▸ **Provided text**:
When we board the plane we notice that a guy sitting a few rows away has the entire flight crew around him. They’re taking his temperature with one of those thermometers you buy in a pharmacy. Then some paramedics get on board and get out a proper thermometer. Then he disappears. Later, when we land in Madrid, we are told we have to stay in our seats for another hour so that Madrid paramedics can take the guy into isolation. Now either this was a rather smart way to get a free upgrade to business class, or the poor guy is now in hospital.

The flight to Madrid is one of on/off turbulence, meaning I don’t eat. I just focus on us landing in one piece and that keeps me amused for 9 hours. We land at 5.40am but it’s just like a very late night for us. No questions asked in Madrid airport. No checks. No tests. But the airport is dead. It’s like they’ve been wanting to shut up shop for several days now, but we’re still browsing. We have to go outside to get a bus to transfer us to another terminal, and in the 30 seconds it takes to get on the bus we get more rained on than the entire 2 months we were away. It’s cold and grey. Everyone on the bus looks like us. Like a really terrible advert for Decathlon. Walking turtles with hurriedly packed rucksacks front and back, hiking shoes, and tans fading fast. All backpackers who either had no return flight, or didn’t book with an agent who would sort them out. Or were just in denial for a few days longer than the average tourist. We swap stories about which countries we did manage to see before reality hit.

In the other terminal we find the KLM/Air France desk where we hurriedly try and drop off our bags so we can go and get a coffee and food. We get told that check-in doesn’t open for 30 minutes. So we wait around with all the other people sleeping on their bags while 6 members of KLM/Air France staff just stand around doing nothing. Tip: you could be replying to customer messages rather than twiddling your thumbs. We get asked if we have an onward connection from Paris, given that we’re not French. We say ‘no’ and one of the ladies rips into me in Spanish. Quite a few people in the queue raise their eyebrows. We’re all tired love. So the KLM/Air France staff leave us waiting for about an hour thinking that we won’t be able to board this flight. That would have been 9 cancelled flights. A final gift of stress from them. We rapidly check the French news to see if we missed something. They’ve put up ropes a metre away from the check-in desks. My arms aren’t long enough so I have to kind of frizbee my passport at the lady. She seems to think we’ll be fine so just hands us boarding passes.

▸ **What you need to do**:
A) List each of the three things the travel account says was absent at Madrid airport on arrival.
B) Rewrite the travel account from "When we board" to "now in hospital.", substituting "passenger" for "guy".
The records are separate material unrelated to the preceding text.

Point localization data
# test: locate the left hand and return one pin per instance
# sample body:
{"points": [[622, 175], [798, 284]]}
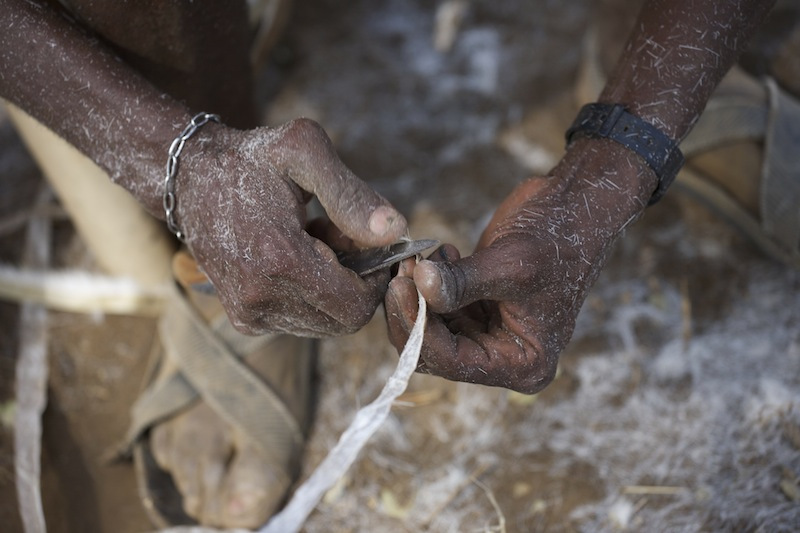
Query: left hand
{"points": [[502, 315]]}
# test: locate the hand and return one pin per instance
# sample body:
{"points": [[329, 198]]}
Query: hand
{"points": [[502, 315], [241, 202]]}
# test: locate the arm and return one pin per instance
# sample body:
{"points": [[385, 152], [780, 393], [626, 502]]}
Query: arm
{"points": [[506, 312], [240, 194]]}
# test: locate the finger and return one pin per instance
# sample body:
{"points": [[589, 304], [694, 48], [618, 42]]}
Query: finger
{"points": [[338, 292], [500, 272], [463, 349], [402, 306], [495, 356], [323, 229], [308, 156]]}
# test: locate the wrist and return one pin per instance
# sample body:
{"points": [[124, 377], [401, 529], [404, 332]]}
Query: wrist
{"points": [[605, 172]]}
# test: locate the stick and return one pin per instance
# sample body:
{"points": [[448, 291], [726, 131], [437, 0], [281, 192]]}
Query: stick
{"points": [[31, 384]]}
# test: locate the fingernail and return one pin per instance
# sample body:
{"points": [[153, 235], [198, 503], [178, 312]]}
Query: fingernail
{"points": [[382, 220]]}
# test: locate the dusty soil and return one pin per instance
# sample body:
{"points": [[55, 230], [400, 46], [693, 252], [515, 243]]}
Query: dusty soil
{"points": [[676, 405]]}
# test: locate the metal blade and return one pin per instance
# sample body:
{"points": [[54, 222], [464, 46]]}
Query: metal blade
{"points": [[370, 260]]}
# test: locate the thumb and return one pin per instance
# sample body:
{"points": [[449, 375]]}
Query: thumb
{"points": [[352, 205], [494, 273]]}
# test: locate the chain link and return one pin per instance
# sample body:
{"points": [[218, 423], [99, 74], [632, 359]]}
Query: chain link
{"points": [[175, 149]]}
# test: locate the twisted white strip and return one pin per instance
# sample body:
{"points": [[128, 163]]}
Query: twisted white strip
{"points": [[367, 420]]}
---
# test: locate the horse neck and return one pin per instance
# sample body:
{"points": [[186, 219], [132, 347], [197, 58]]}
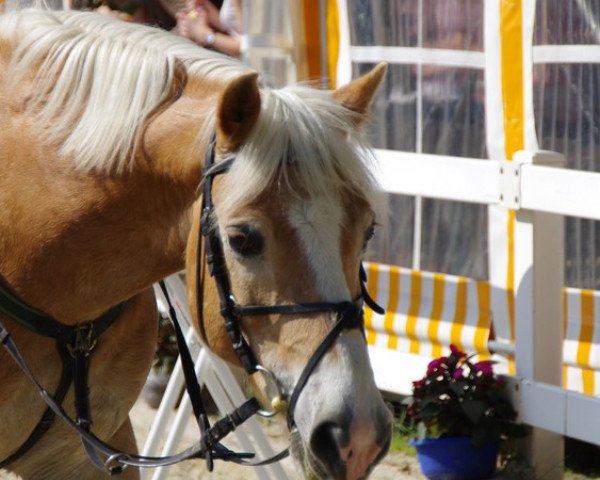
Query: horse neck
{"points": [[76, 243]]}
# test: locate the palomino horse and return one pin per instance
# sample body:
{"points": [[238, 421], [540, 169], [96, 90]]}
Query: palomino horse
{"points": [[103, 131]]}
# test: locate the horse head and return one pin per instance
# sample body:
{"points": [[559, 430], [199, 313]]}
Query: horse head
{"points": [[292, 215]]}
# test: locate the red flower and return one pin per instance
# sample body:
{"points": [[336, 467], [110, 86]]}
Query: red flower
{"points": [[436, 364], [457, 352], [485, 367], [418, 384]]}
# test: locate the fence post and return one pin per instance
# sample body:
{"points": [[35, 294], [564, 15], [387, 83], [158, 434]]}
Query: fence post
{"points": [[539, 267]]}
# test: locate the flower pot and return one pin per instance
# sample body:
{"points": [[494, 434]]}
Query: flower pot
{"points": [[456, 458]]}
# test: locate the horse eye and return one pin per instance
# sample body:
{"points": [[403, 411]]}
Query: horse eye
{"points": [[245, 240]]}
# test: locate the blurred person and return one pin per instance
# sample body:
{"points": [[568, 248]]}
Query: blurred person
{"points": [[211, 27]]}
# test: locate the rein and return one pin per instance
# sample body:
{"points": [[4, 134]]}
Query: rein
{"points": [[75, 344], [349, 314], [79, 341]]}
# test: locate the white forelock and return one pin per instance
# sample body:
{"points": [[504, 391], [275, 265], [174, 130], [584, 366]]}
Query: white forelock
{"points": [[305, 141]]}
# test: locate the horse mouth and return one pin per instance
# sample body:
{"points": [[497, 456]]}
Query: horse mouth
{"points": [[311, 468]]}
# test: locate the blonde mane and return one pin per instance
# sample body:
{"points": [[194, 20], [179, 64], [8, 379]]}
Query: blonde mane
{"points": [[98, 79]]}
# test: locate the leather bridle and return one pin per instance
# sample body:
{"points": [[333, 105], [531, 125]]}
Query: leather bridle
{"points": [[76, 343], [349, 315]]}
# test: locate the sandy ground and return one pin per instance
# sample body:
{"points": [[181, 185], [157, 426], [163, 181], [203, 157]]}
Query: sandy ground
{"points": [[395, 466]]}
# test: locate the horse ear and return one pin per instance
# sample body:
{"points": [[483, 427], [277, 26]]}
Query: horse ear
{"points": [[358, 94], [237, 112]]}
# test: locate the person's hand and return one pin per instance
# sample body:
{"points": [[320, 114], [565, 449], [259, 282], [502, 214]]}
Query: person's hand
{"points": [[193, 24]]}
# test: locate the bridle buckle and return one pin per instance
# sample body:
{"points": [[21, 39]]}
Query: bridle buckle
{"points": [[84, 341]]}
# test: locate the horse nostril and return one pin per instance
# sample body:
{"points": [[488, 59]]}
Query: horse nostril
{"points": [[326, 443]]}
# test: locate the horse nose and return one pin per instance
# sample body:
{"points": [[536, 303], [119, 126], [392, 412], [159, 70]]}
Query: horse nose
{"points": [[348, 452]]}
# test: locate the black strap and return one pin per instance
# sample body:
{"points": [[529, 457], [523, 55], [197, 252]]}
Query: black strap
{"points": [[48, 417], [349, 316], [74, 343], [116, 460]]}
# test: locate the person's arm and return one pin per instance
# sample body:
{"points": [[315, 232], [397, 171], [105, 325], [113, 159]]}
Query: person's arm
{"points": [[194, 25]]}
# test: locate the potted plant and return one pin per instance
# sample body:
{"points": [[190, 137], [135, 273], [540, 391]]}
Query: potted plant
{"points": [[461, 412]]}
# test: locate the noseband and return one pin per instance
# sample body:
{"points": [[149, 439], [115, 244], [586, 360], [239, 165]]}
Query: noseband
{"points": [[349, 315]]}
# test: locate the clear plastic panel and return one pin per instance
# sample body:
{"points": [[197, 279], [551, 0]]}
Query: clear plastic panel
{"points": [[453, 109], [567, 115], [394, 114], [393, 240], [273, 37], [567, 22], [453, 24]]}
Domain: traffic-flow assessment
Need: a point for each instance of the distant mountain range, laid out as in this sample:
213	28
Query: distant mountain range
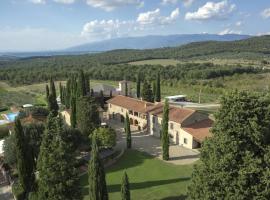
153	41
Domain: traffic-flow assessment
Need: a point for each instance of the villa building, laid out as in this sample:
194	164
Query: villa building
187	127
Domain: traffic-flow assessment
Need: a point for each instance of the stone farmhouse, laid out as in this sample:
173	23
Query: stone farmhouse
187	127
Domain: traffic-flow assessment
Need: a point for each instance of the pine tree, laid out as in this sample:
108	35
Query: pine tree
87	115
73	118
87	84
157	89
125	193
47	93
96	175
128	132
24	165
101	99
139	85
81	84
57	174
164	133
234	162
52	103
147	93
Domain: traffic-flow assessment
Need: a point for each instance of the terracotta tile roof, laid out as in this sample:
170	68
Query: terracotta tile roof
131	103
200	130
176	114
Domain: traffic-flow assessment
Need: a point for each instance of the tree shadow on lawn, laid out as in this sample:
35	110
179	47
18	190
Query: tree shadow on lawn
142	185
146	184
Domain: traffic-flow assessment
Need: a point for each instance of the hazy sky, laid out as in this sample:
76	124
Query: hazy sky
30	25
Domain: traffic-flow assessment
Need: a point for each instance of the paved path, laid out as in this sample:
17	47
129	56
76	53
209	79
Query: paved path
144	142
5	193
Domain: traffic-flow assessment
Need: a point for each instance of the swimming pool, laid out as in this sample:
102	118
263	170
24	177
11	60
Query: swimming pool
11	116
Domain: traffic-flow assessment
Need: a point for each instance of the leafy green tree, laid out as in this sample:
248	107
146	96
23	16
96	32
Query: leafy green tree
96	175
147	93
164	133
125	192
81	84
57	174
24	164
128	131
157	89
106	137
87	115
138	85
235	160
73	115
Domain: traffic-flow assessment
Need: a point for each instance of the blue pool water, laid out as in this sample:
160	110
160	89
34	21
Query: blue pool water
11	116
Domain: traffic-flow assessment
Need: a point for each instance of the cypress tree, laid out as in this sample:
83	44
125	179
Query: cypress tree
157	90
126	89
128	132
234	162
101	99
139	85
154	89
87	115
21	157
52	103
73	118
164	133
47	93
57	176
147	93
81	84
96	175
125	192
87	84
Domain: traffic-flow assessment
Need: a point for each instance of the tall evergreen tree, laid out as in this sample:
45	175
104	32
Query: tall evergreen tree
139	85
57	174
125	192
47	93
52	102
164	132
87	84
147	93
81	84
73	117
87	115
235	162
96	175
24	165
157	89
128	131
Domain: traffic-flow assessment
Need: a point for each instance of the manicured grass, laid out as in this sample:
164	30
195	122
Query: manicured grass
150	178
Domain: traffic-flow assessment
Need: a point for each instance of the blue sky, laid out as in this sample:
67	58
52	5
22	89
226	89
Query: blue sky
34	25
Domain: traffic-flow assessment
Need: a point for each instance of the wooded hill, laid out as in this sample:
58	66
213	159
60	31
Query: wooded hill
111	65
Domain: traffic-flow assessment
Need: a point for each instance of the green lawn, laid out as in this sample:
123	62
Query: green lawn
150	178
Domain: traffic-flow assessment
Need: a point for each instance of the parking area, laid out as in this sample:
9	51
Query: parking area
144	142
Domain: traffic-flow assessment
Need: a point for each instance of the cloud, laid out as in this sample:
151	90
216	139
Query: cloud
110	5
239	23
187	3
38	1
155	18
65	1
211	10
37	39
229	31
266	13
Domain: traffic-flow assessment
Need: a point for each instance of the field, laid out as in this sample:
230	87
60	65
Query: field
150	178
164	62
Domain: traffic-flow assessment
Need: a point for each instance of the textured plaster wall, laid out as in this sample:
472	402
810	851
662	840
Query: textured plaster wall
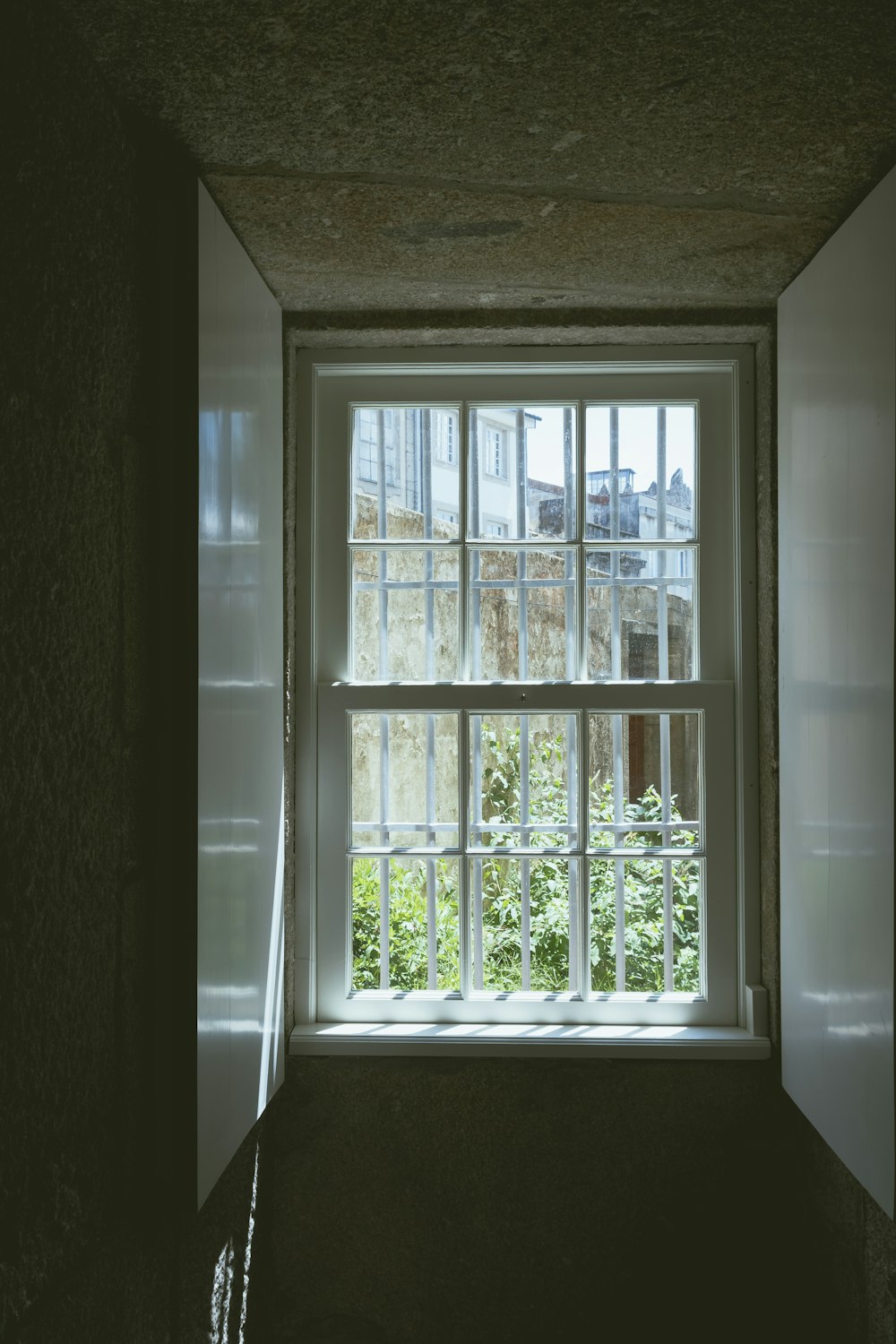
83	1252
* * *
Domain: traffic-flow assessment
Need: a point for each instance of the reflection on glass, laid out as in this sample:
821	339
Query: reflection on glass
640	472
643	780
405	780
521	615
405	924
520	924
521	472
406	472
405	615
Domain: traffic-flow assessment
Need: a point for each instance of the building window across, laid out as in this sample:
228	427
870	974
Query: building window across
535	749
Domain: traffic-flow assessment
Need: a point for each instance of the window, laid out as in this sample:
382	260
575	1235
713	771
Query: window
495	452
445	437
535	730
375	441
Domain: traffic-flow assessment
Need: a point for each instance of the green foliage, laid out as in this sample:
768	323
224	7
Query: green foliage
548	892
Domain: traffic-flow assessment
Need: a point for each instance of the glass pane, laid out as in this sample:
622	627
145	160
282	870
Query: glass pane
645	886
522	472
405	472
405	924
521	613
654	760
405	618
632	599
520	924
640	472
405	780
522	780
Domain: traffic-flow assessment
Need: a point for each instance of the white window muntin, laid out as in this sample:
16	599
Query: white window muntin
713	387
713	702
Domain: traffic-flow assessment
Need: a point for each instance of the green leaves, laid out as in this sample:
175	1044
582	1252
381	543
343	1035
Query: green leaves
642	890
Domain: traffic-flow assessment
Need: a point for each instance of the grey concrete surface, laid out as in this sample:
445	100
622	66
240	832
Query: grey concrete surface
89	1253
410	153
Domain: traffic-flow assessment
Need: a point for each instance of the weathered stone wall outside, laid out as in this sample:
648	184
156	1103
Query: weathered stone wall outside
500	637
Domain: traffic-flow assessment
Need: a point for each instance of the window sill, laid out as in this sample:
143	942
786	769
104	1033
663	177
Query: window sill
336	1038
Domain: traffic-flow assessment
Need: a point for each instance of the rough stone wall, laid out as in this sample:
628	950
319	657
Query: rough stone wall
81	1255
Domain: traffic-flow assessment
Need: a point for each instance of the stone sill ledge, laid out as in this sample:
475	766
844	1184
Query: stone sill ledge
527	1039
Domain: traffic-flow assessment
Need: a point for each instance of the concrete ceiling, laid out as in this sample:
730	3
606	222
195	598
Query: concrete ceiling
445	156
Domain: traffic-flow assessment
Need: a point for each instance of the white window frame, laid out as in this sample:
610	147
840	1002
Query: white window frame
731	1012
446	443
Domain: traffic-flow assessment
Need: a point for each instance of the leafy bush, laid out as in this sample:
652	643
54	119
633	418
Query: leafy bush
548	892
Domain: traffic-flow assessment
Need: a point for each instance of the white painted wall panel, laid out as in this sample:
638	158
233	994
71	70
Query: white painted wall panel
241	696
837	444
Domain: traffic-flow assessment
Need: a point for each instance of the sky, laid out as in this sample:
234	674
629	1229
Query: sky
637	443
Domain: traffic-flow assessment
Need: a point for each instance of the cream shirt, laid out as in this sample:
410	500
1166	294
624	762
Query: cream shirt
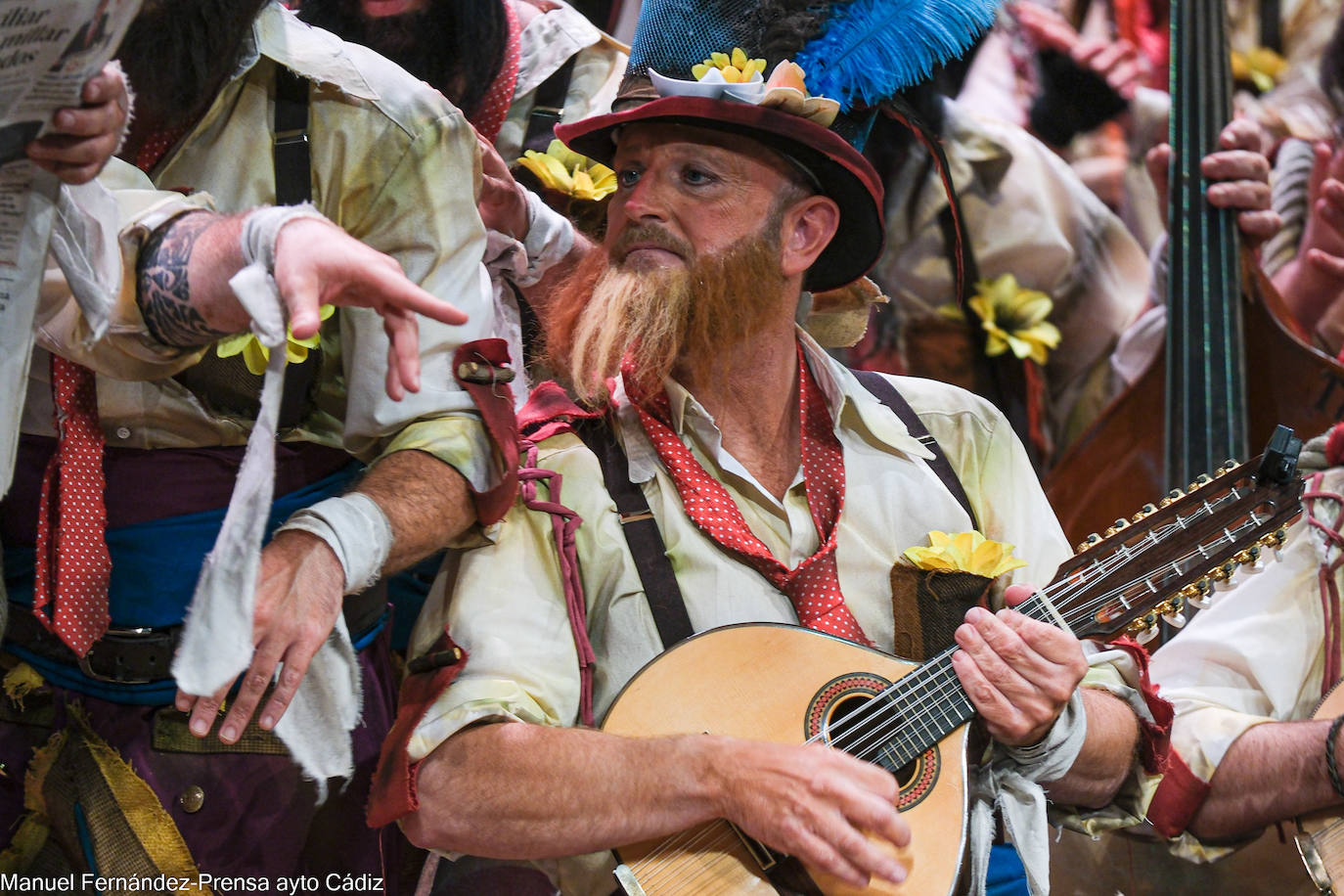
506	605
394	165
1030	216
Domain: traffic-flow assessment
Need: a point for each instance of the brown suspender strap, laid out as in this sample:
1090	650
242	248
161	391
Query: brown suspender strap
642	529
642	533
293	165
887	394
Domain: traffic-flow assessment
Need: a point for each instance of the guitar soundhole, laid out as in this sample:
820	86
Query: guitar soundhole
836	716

▸ **Answers by item number**:
A) Questions, checks and tests.

B)
When we board the plane we notice that a passenger sitting a few rows away has the entire flight crew around him. They’re taking his temperature with one of those thermometers you buy in a pharmacy. Then some paramedics get on board and get out a proper thermometer. Then he disappears. Later, when we land in Madrid, we are told we have to stay in our seats for another hour so that Madrid paramedics can take the passenger into isolation. Now either this was a rather smart way to get a free upgrade to business class, or the poor passenger is now in hospital.